====== Support de travail ======

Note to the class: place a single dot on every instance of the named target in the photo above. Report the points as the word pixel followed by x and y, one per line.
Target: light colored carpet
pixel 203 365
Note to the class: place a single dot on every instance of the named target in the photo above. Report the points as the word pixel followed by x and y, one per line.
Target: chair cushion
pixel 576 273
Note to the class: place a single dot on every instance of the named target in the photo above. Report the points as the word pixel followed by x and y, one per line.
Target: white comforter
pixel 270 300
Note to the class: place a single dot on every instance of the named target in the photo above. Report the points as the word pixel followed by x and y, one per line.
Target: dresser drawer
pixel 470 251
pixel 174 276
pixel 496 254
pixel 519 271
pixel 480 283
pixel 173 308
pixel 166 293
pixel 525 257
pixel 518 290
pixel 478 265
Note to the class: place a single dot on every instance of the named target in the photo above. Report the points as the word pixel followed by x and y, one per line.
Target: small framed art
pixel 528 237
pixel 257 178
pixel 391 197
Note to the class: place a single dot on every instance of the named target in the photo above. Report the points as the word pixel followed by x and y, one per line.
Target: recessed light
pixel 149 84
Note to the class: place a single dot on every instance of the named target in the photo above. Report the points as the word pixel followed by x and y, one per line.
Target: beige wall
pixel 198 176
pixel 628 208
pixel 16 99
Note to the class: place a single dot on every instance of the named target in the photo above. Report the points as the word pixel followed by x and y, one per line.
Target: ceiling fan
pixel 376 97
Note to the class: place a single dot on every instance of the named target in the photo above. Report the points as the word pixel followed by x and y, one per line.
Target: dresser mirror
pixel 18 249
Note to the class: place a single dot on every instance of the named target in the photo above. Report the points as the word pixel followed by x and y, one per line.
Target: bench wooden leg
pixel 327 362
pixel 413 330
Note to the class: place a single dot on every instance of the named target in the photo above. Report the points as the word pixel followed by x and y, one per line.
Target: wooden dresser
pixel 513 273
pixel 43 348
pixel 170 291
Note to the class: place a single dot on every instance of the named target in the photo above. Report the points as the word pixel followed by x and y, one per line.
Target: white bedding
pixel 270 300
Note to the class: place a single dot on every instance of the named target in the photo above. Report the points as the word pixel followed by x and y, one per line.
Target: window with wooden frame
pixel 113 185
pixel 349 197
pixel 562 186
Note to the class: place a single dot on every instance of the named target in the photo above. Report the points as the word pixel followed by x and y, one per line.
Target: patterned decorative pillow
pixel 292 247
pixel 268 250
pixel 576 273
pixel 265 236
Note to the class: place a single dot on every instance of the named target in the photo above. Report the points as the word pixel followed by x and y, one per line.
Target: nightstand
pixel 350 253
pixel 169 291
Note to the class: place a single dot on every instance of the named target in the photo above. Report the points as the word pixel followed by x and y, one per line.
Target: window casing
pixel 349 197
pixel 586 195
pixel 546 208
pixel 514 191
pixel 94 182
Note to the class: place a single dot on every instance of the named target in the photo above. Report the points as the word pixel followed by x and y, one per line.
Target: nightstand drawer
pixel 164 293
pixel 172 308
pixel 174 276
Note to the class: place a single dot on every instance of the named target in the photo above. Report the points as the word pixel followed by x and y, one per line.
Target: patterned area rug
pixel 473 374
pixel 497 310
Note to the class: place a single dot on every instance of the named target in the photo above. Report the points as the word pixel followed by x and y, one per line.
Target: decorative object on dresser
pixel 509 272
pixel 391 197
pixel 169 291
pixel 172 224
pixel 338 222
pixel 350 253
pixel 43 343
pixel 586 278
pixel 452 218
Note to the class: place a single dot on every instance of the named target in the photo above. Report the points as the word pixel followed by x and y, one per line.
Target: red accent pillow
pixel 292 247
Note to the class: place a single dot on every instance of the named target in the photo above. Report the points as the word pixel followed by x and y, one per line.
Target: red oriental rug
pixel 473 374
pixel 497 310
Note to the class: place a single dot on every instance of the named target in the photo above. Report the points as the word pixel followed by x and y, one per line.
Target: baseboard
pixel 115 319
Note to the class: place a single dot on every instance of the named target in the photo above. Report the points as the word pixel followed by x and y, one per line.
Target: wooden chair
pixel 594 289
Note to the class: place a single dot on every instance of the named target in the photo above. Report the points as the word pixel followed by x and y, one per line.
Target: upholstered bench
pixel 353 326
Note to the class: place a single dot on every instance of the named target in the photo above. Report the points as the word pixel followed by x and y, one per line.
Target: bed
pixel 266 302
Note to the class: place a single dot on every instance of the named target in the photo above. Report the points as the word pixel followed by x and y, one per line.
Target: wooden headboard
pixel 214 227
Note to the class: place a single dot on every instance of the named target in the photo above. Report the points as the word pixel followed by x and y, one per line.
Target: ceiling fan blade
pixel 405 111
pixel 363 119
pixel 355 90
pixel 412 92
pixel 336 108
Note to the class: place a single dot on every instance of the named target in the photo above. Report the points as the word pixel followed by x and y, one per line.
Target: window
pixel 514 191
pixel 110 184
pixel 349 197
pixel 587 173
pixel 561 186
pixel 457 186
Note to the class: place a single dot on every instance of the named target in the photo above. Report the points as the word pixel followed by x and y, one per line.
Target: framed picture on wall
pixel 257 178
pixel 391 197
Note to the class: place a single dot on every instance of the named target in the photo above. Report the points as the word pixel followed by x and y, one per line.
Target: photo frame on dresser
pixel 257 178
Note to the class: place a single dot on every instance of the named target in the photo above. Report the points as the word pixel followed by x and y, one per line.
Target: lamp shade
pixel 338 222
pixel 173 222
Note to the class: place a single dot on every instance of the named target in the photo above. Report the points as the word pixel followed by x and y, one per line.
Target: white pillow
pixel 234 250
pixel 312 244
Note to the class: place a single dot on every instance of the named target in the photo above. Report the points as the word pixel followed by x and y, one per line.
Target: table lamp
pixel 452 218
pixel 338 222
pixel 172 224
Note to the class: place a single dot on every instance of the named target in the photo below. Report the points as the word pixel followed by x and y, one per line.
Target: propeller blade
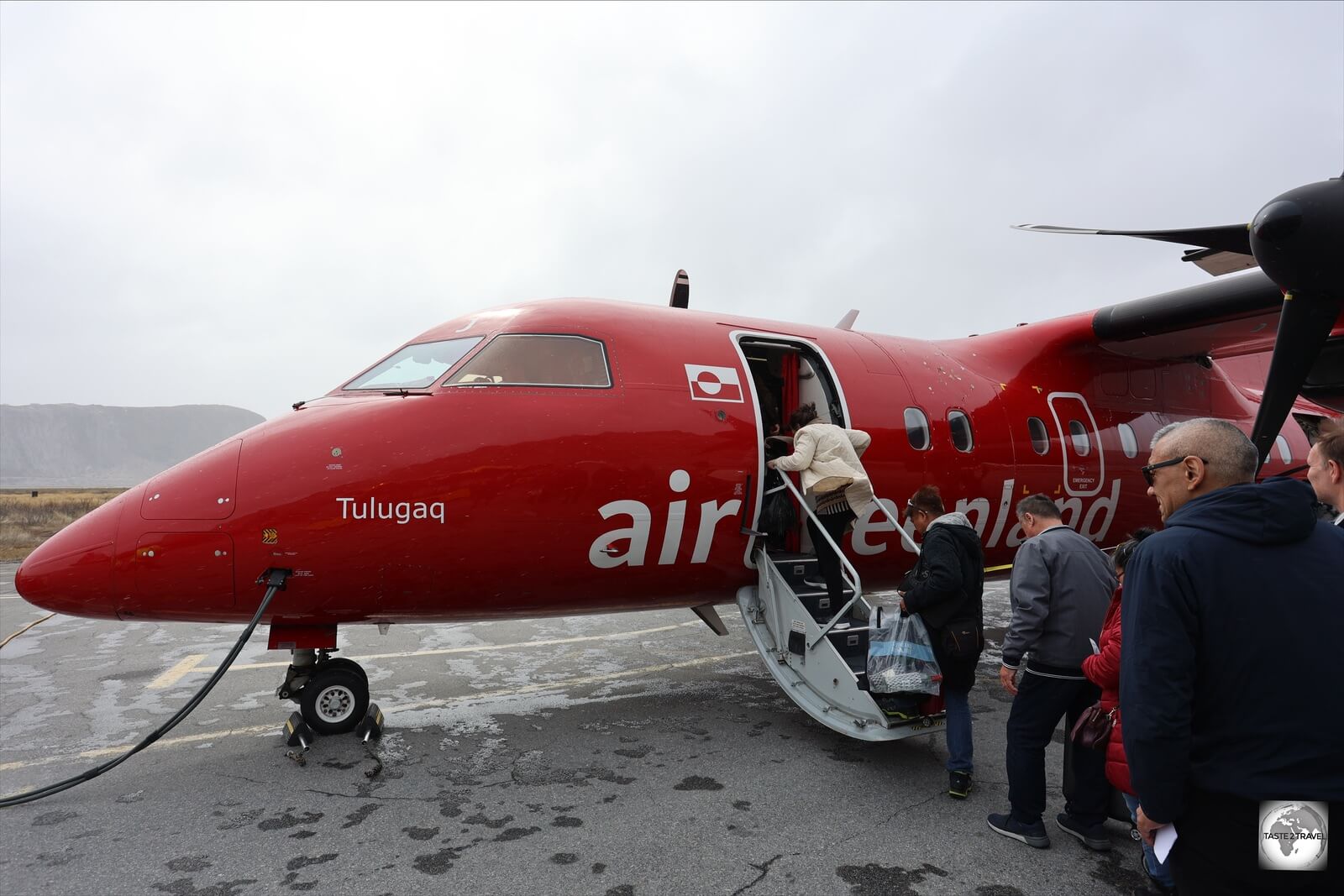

======

• [Objectif visé]
Recopiez toutes les entrées ci-dessus en remplaçant « single dot » par « single point », sans rien modifier d'autre. N'incluez pas les images dans votre réponse.

• [Solution proposée]
Note to the class: place a single point on every instance of the named target in the photo above. Report the points as the word pixel followed by x and y, one per line.
Target: light colored carpet
pixel 203 365
Note to the class: place a single point on every instance of the named target in the photo above. Report the points as the word pixel followed by x and y, one per line.
Target: chair cushion
pixel 576 273
Note to the class: place a single point on every instance of the named target in the photo above. Report the points as the word pixel followed by x and y, one per line.
Target: white comforter
pixel 270 300
Note to the class: place a single point on every instance of the named target in the photo above. Report the points as the word pixel followed by x and y, one per line.
Target: dresser drawer
pixel 470 251
pixel 174 276
pixel 496 254
pixel 519 271
pixel 480 283
pixel 173 308
pixel 166 293
pixel 525 257
pixel 518 290
pixel 478 265
Note to the class: place a single point on every instance of the named target in the photo above. Report the points as the word pixel followed by x and y, one per line.
Target: small framed art
pixel 528 237
pixel 257 178
pixel 391 197
Note to the class: place a single point on every instance of the named target in the photo above. Report the points as the word pixel followed by x and y, one per line.
Target: recessed light
pixel 149 84
Note to the class: place a single point on every instance of the named target in the photo above. Report the points as the word pixel followed by x and y, one per line.
Target: beige wall
pixel 198 176
pixel 628 208
pixel 16 99
Note to the class: place a single point on every instance of the named target in the photo above. Report the points as the word pixel followed by x and y, one per line.
Target: ceiling fan
pixel 376 97
Note to the class: place a single point on every instance of the named target in the photo above. Report the points as the word pixel followed by x and y, one per line.
Target: dresser mirror
pixel 18 249
Note to the class: place a single point on every instance of the named target in the photo above. Report the points as the word pixel followed by x and y, one per line.
Target: bench wooden leg
pixel 327 362
pixel 413 330
Note to the class: place a single point on every instance of the named target in the photo above. Report the points as the word pixel followed by x and y, one per line.
Target: wooden dresser
pixel 513 273
pixel 43 348
pixel 170 291
Note to the class: place a single point on every instance of the named target in the photo above. Report the points as the word pixel followed by x and y, one per line.
Target: white bedding
pixel 270 300
Note to the class: place a single point on every instance of the named target in the photo above. Report the points as the word pixel followed by x and y, one per line.
Target: window with wooden frame
pixel 113 185
pixel 349 197
pixel 562 186
Note to the class: place a single point on every instance of the named target in the photo above. Report the points as the word pixel followed by x and y, one per line.
Target: patterned decorative pillow
pixel 292 247
pixel 268 250
pixel 576 273
pixel 265 236
Note to the class: place a single point on every instance of the named target in the photo above. Report the points as the word pixel followed by x and y, one per line.
Target: nightstand
pixel 350 253
pixel 169 291
Note to the class: place a single point on every instance of the named target in the photo above. Report the points as the word pixel followed by x and y, one per line.
Target: window casing
pixel 349 197
pixel 586 195
pixel 546 208
pixel 514 191
pixel 94 182
Note to the class: place a single point on every instance of the named target in the photo above. Report the points as the word pixel followed by x and y, one per line.
Target: nightstand drawer
pixel 164 293
pixel 172 308
pixel 174 276
Note to the class: place a single point on every instance of the named target in the photo above. Report the points as the word pixel followed by x and y, one per line.
Target: patterned area rug
pixel 473 374
pixel 497 310
Note to the class: place a single point on every instance of the named target in the photo above. Report the points as the word pixel followed by x and y, one per line.
Target: decorative object on dresser
pixel 509 272
pixel 391 197
pixel 169 291
pixel 172 224
pixel 338 222
pixel 350 253
pixel 43 343
pixel 586 278
pixel 452 218
Note to the class: place a single point on every instance of the named target in the photo above. Report the points as the word pixel followed by x and y, one per line.
Target: red accent pillow
pixel 292 247
Note to the class: place a single point on every instance of the named target in the photo above. Report the points as the word pixel followed by x and y, one per line.
Target: red oriental rug
pixel 473 374
pixel 497 310
Note to the class: place a single point on every instance of the named target in the photo above. Report the points as the word pixel followed by x and y, one per line.
Target: baseboard
pixel 115 319
Note to the class: place a single point on every instance of the named target in the photo above. Report the points as the word pixel followed by x and y, one per line.
Target: wooden chair
pixel 594 289
Note to the class: place a single point on every instance of the named target in the photo above. Report the points as the word pixel followed by x and y, one per line.
Target: upholstered bench
pixel 353 326
Note to the class: place a single point on every instance of the named target in the photo above. Report the points as the word pixel followed by x and y, one per line.
Target: bed
pixel 266 302
Note to the class: place a single point on every instance of the named target in the photo above. Report the points as the word pixel followed by x and y, one per line.
Target: wooden headboard
pixel 214 227
Note to the class: place a single point on every instance of the named target in the photo above. Report the points as the word pixel followed by x and y, one per line.
Target: ceiling fan blade
pixel 405 111
pixel 363 119
pixel 355 90
pixel 412 92
pixel 336 108
Note to the class: place a single point on every instance of the named target in the photo above. Report the points as the word pixel followed by x and y, one per line.
Target: window
pixel 514 191
pixel 110 184
pixel 349 197
pixel 587 173
pixel 561 186
pixel 457 186
Note to the class: place a single point on every instance of the named target in the photo above. Report the points as the word pixel followed by x and y, one per line.
Target: framed picture on wall
pixel 257 178
pixel 391 197
Note to the class: place a single point on every instance of the named target in the photo above. Report the points as the word pixel followed by x and y, one per line.
Target: photo frame on dresser
pixel 257 178
Note to the class: place a single point on every instance of the named target in the photo above. Report the points as the word pixel followed by x and y, one per line.
Target: lamp shade
pixel 338 222
pixel 173 222
Note to the class: place a single point on every instance of the named target in the photo above. Report the points as the word pixel followed by x and y, one per line.
Target: white pillow
pixel 234 250
pixel 312 244
Note to the class: place a single point on every instance of the named target in the photo above. Report the points as the word pixel followed by x and y, one per line.
Target: table lamp
pixel 452 218
pixel 338 222
pixel 172 224
Note to the class: place a single point on every instance of the named target in the photo below. Report the points as the word pixel followed by x and y, one per line.
Target: propeller blade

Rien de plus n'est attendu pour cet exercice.